* [Aim]
Please write out again the records from their first line through the line that contains "POLYGON ((78 83, 12 140, 82 153, 78 83))", including that line.

* [Dataset extract]
********************

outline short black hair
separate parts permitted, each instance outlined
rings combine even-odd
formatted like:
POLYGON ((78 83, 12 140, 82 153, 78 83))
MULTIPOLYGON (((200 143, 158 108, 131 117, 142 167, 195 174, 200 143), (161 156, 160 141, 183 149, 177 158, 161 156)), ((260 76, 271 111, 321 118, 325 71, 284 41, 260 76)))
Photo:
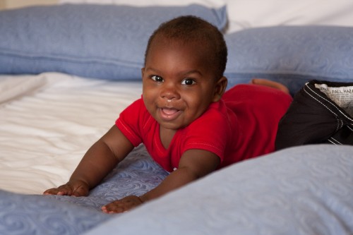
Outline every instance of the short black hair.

********************

* [Answer]
outline short black hair
separate parts permitted, each instance outlined
rings combine even-odd
formatted like:
POLYGON ((78 83, 12 140, 82 153, 78 83))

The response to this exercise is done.